▶ **OBJECTIVE**
Edit the data from the line with "Task: tag the dark textured" through the end, replacing "flower stalk" with "plant stem" and leaving everything else unchanged. Return only those lines.
* START *
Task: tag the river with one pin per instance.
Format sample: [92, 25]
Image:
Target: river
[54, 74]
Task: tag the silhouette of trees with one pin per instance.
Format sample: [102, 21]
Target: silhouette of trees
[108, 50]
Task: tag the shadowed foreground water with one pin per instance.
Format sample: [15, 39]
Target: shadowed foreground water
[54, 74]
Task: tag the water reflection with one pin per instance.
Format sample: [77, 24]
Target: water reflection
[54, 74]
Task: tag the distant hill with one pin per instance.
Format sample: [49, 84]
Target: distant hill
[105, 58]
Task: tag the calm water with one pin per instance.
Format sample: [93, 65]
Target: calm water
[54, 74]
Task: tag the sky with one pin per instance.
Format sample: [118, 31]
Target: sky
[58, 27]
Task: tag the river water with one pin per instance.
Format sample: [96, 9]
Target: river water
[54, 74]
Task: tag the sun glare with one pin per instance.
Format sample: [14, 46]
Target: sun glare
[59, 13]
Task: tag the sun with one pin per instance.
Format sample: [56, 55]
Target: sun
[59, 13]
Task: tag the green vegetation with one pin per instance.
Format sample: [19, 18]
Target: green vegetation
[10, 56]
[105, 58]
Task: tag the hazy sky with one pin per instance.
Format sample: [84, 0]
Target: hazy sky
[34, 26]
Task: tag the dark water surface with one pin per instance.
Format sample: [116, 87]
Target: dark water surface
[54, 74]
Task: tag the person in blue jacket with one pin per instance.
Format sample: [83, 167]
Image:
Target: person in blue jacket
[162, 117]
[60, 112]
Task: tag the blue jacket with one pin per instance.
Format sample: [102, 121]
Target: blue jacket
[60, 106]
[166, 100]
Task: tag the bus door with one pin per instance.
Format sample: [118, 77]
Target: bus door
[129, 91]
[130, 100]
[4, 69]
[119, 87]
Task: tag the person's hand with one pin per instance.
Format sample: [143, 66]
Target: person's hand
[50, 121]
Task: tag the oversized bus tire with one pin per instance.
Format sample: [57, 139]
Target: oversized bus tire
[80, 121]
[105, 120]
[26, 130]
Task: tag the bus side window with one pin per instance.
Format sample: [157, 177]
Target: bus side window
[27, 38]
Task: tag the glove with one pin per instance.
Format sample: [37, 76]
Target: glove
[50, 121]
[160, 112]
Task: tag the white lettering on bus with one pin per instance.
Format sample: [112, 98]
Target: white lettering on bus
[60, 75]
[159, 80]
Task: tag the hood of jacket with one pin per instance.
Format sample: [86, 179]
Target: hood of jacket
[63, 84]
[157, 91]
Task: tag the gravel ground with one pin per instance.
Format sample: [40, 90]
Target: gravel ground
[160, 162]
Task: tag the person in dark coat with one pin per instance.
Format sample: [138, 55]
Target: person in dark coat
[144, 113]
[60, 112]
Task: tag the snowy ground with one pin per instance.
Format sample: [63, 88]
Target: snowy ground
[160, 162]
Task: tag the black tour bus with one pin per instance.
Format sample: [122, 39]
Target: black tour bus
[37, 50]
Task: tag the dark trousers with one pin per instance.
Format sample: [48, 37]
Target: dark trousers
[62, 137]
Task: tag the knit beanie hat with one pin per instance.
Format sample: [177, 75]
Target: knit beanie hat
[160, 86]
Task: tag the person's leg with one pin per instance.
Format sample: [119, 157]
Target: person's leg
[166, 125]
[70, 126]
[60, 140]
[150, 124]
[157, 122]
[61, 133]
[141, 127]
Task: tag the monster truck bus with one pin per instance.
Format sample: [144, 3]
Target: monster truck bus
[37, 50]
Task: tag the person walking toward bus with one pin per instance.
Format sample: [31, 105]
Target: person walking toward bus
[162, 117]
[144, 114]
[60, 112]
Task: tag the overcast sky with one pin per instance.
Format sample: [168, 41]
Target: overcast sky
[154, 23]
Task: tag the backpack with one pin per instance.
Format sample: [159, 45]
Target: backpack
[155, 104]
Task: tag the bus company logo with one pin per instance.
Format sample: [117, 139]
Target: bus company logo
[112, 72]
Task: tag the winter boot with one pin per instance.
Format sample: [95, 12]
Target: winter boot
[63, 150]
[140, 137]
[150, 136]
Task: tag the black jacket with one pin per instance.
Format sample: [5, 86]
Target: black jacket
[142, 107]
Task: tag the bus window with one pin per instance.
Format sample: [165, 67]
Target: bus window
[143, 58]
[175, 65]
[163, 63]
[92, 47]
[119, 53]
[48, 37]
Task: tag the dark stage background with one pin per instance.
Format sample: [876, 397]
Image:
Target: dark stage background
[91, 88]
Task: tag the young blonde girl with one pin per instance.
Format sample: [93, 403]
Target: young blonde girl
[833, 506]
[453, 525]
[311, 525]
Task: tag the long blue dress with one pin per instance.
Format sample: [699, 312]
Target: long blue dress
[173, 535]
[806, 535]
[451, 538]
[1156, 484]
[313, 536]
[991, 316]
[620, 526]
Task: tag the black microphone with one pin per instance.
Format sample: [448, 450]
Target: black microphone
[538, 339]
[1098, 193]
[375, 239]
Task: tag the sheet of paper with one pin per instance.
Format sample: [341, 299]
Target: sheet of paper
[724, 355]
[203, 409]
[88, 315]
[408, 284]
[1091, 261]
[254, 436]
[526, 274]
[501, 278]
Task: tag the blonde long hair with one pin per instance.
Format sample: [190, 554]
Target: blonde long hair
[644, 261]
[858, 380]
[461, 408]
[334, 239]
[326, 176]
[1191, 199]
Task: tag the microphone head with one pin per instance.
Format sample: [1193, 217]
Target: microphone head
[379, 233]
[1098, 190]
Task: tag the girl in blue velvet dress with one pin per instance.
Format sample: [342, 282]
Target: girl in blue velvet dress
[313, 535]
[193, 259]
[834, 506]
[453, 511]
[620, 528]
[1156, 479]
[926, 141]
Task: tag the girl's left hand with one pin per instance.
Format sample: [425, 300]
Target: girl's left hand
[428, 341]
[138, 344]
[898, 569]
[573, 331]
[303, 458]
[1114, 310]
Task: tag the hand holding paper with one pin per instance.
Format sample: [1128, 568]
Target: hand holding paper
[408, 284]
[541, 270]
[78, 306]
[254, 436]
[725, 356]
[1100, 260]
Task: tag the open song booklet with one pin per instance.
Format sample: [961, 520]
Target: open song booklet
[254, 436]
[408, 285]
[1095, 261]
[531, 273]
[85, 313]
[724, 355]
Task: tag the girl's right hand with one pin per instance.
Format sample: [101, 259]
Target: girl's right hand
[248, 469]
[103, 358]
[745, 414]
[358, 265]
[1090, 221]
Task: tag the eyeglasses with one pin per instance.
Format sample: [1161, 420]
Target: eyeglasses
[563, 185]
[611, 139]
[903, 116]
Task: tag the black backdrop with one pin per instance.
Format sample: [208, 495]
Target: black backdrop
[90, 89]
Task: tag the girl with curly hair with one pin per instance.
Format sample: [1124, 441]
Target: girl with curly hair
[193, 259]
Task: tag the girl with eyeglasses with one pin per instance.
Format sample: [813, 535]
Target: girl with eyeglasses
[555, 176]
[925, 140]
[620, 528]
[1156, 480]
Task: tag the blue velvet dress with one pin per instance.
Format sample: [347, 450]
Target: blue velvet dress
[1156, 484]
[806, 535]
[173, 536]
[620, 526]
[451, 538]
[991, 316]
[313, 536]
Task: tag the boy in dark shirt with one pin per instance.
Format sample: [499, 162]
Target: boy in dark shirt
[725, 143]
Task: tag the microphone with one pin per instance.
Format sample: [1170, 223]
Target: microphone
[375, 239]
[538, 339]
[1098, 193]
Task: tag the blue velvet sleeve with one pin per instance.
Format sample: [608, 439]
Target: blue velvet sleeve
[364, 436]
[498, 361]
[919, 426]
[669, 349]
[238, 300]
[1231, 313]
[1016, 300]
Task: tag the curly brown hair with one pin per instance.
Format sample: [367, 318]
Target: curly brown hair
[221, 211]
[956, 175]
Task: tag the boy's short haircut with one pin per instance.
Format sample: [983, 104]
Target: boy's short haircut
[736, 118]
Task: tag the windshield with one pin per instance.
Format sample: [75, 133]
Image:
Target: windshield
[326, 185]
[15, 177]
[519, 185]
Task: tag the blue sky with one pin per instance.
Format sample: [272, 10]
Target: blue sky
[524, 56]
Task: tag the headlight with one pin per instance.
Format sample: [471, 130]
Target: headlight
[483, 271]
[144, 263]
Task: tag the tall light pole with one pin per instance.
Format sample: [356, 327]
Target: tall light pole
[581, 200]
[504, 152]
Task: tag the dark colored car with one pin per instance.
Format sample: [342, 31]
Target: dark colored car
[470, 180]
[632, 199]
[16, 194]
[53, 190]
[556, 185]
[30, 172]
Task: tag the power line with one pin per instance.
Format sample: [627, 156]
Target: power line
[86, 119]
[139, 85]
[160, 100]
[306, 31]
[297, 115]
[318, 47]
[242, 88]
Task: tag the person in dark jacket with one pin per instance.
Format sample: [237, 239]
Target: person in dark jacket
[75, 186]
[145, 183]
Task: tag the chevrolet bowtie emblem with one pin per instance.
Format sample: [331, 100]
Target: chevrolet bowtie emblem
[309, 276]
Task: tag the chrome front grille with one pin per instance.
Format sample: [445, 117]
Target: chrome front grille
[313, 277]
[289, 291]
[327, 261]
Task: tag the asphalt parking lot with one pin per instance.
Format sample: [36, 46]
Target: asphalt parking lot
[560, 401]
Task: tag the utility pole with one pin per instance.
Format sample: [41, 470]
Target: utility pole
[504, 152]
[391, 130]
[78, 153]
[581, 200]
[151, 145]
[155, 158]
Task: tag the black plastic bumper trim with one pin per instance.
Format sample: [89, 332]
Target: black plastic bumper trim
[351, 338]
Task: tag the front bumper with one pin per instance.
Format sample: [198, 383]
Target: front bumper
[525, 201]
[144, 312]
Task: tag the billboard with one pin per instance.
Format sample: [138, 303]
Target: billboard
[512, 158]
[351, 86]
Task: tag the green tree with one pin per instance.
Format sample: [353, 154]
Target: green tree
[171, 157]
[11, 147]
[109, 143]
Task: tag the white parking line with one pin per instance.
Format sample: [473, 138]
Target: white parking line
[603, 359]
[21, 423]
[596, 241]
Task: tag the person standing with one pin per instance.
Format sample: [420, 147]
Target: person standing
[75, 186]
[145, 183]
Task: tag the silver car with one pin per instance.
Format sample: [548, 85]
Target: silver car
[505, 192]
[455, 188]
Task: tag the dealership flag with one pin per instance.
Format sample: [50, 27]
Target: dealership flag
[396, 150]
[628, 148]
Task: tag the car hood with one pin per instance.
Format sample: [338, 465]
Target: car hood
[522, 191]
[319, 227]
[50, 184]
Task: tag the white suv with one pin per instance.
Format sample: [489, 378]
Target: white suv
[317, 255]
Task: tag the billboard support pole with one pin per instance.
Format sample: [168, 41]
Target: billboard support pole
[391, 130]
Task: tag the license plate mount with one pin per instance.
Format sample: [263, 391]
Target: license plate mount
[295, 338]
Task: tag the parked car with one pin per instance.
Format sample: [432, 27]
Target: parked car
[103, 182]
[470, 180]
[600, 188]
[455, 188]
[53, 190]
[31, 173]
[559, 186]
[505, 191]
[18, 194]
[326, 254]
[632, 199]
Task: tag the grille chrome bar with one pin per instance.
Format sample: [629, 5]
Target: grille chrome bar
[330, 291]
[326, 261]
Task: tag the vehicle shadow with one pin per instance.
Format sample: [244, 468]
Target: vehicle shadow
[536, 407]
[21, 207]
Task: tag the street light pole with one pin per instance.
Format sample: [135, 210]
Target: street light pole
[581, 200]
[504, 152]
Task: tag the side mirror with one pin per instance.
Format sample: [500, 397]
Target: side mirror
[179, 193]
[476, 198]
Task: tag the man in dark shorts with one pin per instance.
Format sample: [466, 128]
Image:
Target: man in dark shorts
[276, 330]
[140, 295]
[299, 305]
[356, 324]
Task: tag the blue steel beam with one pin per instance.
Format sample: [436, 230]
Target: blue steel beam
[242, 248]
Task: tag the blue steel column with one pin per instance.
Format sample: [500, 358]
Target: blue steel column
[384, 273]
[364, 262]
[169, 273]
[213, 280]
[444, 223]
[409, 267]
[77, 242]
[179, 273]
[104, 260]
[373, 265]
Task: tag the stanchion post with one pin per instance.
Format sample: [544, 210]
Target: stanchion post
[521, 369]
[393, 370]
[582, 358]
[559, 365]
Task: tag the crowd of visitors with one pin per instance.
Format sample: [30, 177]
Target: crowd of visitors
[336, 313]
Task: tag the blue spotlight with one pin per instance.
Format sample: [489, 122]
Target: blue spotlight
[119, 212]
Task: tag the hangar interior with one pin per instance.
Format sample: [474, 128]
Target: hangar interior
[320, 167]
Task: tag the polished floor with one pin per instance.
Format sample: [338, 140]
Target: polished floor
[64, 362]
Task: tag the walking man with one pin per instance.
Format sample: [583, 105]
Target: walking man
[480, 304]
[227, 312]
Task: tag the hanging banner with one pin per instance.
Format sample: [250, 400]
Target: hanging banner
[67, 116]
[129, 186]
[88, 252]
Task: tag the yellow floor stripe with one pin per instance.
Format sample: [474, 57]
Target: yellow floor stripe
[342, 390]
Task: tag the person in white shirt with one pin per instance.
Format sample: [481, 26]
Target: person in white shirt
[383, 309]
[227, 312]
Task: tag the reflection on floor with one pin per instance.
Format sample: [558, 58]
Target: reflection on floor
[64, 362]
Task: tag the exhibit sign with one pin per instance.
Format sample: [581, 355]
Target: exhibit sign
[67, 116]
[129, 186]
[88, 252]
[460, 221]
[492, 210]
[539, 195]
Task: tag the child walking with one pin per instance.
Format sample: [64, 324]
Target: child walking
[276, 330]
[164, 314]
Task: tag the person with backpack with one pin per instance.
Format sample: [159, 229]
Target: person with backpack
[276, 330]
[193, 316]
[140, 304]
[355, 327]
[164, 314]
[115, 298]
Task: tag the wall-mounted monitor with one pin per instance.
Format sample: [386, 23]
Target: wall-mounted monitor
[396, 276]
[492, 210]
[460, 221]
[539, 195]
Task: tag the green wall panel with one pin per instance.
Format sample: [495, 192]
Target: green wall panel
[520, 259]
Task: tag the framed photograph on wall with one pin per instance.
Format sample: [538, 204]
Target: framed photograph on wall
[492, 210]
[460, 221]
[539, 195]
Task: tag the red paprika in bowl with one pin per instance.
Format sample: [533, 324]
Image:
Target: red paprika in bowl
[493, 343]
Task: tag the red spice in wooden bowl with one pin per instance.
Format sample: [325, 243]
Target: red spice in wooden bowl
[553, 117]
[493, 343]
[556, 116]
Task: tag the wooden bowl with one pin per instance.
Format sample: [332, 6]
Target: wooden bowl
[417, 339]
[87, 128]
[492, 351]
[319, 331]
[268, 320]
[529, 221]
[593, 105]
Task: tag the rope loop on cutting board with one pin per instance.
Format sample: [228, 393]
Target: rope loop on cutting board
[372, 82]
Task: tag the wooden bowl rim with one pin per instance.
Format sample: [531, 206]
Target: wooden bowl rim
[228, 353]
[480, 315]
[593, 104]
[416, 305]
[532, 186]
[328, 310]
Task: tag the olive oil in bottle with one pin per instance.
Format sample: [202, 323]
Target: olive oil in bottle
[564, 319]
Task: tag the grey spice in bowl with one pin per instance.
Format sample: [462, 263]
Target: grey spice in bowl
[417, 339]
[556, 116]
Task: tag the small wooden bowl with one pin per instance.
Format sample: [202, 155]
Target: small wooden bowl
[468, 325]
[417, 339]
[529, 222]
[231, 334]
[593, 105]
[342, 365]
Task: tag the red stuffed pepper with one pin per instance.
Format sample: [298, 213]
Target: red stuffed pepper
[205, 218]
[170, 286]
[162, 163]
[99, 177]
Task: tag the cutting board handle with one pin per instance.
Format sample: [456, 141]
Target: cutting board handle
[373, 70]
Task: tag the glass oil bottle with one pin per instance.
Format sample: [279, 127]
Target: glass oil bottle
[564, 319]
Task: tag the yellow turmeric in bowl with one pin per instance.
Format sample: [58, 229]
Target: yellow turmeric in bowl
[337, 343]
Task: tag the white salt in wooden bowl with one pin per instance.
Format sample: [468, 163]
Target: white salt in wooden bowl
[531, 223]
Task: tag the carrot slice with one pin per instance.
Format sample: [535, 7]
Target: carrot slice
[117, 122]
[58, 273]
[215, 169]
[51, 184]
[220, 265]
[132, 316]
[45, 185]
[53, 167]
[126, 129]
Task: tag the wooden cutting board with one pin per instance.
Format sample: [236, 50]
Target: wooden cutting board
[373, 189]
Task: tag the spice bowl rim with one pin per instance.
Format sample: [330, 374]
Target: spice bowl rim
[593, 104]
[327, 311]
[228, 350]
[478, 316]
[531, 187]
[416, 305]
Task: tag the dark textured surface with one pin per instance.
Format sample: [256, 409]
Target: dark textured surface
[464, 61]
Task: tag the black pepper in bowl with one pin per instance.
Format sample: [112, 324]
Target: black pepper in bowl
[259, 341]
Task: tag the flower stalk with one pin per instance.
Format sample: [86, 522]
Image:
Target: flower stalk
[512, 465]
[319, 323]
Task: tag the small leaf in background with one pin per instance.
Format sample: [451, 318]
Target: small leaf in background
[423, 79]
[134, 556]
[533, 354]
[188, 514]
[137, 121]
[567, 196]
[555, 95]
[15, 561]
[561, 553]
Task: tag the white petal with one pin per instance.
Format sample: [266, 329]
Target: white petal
* END *
▶ **WORKED ANSWER**
Task: tag the dark textured surface with one pin per instance.
Format sample: [256, 409]
Target: dark textured surface
[464, 61]
Task: tag the black pepper in bowl with one pin per instance.
Format sample: [112, 324]
Target: black pepper in bowl
[259, 341]
Task: tag the plant stem with one pin per instance.
Format sample: [86, 522]
Image:
Target: plant stem
[512, 465]
[319, 323]
Task: tag the small leaf in background with one pin per instance.
Format sample: [451, 318]
Target: small leaf in background
[423, 79]
[134, 556]
[533, 354]
[188, 514]
[137, 121]
[567, 196]
[555, 95]
[15, 561]
[561, 553]
Task: tag the white petal with one pin per instance.
Format sample: [266, 329]
Target: white petal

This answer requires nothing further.